Task: Could you print, word for word, the lines of the data running from the line containing "the bird's tail." through the line containing "665 456 760 555", with both of those lines included?

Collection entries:
---*---

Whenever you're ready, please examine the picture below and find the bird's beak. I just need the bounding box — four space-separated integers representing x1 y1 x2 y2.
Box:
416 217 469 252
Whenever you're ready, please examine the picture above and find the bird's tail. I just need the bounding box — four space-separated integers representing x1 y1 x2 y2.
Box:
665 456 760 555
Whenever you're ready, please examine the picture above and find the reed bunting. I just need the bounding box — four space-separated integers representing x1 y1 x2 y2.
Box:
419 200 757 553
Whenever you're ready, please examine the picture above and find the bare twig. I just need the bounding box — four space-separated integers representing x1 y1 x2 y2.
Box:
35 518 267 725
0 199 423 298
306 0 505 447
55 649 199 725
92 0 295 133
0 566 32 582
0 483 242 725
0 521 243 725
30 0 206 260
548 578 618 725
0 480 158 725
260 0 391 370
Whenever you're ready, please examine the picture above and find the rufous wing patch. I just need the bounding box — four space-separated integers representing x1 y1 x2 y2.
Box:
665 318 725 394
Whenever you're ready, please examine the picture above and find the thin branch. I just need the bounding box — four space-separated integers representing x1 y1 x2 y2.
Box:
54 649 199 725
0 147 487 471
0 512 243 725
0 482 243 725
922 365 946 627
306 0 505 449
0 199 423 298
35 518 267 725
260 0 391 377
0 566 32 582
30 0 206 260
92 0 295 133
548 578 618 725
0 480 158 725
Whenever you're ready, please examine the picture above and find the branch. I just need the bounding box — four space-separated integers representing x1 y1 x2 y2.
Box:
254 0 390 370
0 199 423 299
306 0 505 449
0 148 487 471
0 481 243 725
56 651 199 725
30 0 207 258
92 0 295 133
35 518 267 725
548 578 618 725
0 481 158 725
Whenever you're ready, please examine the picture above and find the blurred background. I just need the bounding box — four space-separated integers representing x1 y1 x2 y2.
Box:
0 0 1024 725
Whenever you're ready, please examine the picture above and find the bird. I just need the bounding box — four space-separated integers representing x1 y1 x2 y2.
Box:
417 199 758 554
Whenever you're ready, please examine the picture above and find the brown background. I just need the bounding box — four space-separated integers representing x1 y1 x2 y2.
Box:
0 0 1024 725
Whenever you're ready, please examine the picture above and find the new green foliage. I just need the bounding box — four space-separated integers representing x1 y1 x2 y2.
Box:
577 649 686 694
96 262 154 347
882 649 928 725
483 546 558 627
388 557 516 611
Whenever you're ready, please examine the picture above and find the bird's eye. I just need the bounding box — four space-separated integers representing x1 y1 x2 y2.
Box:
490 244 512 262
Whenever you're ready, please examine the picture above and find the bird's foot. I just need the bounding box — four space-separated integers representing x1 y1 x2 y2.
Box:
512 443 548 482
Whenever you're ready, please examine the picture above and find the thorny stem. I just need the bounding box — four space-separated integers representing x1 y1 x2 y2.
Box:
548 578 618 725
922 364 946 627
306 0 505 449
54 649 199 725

---*---

Task solution:
Whenever you're ready, please examine the picture above and find the bird's tail. I just need the bounding box — four space-separated integers representing x1 y1 x2 y2.
Box:
665 456 760 555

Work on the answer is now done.